§ **Your task**: Repeat the material in full. Keep every line exactly as it is.

Position identification records
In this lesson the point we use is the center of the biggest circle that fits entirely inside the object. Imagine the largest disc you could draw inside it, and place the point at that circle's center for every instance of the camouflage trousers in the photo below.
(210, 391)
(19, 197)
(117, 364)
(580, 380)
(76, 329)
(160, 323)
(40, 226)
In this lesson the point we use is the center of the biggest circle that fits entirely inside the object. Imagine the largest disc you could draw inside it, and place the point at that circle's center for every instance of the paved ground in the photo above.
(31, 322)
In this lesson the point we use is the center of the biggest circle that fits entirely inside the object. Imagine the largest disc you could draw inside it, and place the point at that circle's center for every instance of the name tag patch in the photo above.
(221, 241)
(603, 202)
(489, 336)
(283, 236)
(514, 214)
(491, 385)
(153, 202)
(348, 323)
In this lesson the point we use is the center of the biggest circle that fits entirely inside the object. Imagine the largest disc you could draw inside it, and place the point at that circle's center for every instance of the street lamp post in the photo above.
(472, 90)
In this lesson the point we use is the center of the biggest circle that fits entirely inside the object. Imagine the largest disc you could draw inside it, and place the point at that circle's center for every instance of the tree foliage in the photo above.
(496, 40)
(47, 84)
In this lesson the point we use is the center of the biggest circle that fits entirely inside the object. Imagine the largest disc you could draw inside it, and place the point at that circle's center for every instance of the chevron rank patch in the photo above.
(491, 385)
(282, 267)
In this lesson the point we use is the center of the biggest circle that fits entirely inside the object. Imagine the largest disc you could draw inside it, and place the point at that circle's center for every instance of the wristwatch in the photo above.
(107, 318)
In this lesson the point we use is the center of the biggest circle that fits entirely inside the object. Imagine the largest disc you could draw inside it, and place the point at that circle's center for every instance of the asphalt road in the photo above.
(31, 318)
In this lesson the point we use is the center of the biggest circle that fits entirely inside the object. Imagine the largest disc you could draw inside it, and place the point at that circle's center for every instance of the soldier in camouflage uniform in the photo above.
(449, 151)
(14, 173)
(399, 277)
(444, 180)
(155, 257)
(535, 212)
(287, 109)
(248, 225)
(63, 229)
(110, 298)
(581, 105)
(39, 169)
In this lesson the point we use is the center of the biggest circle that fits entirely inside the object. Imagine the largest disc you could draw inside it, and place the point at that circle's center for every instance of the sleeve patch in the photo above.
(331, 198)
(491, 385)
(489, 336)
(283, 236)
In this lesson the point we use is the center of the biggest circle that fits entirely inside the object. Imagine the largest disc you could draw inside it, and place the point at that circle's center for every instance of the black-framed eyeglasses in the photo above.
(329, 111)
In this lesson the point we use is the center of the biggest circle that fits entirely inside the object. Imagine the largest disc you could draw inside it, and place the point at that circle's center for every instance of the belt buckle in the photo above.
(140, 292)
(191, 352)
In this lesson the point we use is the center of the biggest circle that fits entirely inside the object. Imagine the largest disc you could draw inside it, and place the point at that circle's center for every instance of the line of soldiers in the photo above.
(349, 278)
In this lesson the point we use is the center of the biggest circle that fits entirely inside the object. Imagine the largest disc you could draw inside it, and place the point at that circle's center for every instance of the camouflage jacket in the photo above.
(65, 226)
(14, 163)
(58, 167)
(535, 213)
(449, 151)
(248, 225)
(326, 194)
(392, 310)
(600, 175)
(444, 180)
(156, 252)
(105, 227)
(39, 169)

§ **Reply to the exercise**:
In this lesson the point we use is the center of the biggest circle that fits entirely inside the object. Imagine the largest disc you could draw inside it, and place the point at that circle's center for every instance of the camouflage trousers in the photo below.
(210, 391)
(19, 197)
(117, 364)
(580, 380)
(76, 329)
(160, 323)
(40, 226)
In this lesson the point we use is the center of the biggest circle that fits entirely inside the object. Imagine the largest disc you could draw inside it, and place the point at that circle's center for every instance of the paved ground in the photo above.
(31, 322)
In this lesson the point we use is the center of the biggest circle that fits entirely inside the object. Imagine the largest disc you could draw inside it, and place the point at that circle's center for every instance of the name tag patch in the photo above.
(221, 241)
(603, 202)
(489, 336)
(283, 236)
(514, 214)
(491, 385)
(153, 202)
(348, 323)
In this lesson the point we use is the center of the biggest circle that fits entirely inside the object. Imagine the largest disc you could draw inside it, and place the point at that circle's center for every instance of the street lamp post in the photo above.
(472, 90)
In this lesson the point we use is the center of the biggest circle that fits entirely inside the object. Imagine the largest disc you could draw inside it, and place the point at that circle's center for every instance of the tree foliage in the photo above.
(496, 40)
(47, 84)
In this lesson the point we use is the center of the biggest circle that fits entirely inside the object. Imagine the largest disc you could draw inside it, and place the point at that circle's center for every instance of the chevron rank patch in the photo above.
(491, 385)
(282, 267)
In this lesson the point we use is the center of the biggest circle that fits entirely inside the object. Imagine the largest disc you could draw inside it, and place the point at that circle's center for every instance of the wristwatch in the photo above.
(107, 318)
In this lesson the point we use is the center of the biggest circle that fits entirely inside the object. Imagine the largest disc you could draw inside it, and place the point at that circle's center for every instance of the asphalt road in the photo above.
(31, 318)
In this lesson the point we use is the center of the biggest circle that fits entirely inside the object. Imagine the largest disc you could draw inside it, and place the point at that circle's center for every instance of the soldier in camouflage uniform in the photo above.
(449, 151)
(14, 173)
(399, 277)
(444, 180)
(155, 257)
(535, 212)
(287, 109)
(248, 225)
(63, 229)
(110, 298)
(581, 105)
(39, 169)
In this lesson the point we use is the center of the biggest circle that fits entirely inside the object. Imagine the largest disc you could draw inside it, and place the point at that circle's center for every instance of the sleeve patch in the photo above.
(331, 198)
(491, 385)
(489, 336)
(283, 236)
In this lesson the point we use is the center of the biggest circle that fits entirely inside the object. Imagine the largest disc you could draw inside it, and place the point at that circle's center for every instance of the black-framed eyeglasses in the photo above.
(329, 111)
In this lesson the point we use is the center of the biggest circle that fits entirely inside the object. Imagine the largest disc you could draw inside it, and place the point at that circle's center for every instance of the belt buckle in the photo above.
(140, 292)
(191, 352)
In this lesson the point we use is the center of the biggest circle that fits entirely inside the object. Imagine the largest disc you could draw inside it, and place the point at that circle's center for every instance of the line of soldiers in the photo above.
(349, 278)
In this lesson the point we use is the center of the biggest circle that fits entirely inside the object. Imagine the largest disc you could draw inside it, and place the point at that circle's center for every instance of the camouflage jacket in the photo above.
(65, 226)
(14, 163)
(58, 167)
(535, 213)
(449, 151)
(248, 225)
(326, 194)
(392, 310)
(600, 175)
(444, 180)
(156, 252)
(105, 227)
(39, 169)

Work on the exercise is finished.